- Data to process:

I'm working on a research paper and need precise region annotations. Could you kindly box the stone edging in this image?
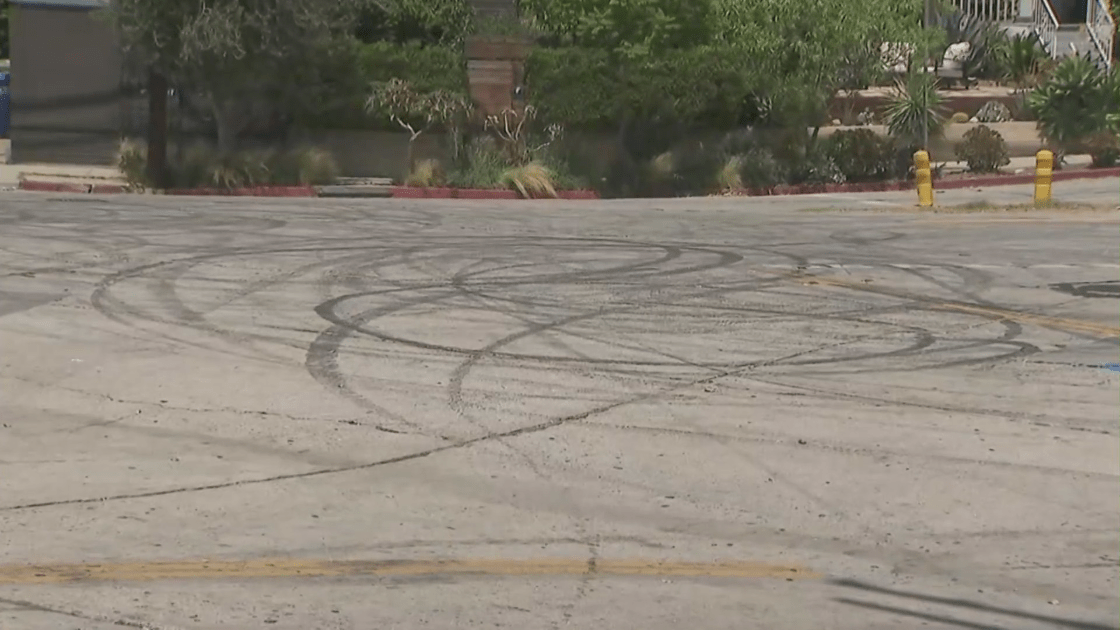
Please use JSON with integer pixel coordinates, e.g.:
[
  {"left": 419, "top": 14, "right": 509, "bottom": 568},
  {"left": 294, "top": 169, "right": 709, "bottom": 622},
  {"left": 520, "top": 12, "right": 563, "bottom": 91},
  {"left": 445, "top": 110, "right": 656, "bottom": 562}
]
[
  {"left": 391, "top": 186, "right": 599, "bottom": 201},
  {"left": 19, "top": 167, "right": 1120, "bottom": 201}
]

- Exercise: Find each line in the items above that contains the word "left", and copy those lines out in full.

- Output below:
  {"left": 419, "top": 14, "right": 509, "bottom": 568},
  {"left": 294, "top": 169, "right": 709, "bottom": 622},
  {"left": 520, "top": 12, "right": 563, "bottom": 91},
  {"left": 445, "top": 110, "right": 656, "bottom": 562}
  {"left": 391, "top": 186, "right": 599, "bottom": 201},
  {"left": 19, "top": 167, "right": 1120, "bottom": 201}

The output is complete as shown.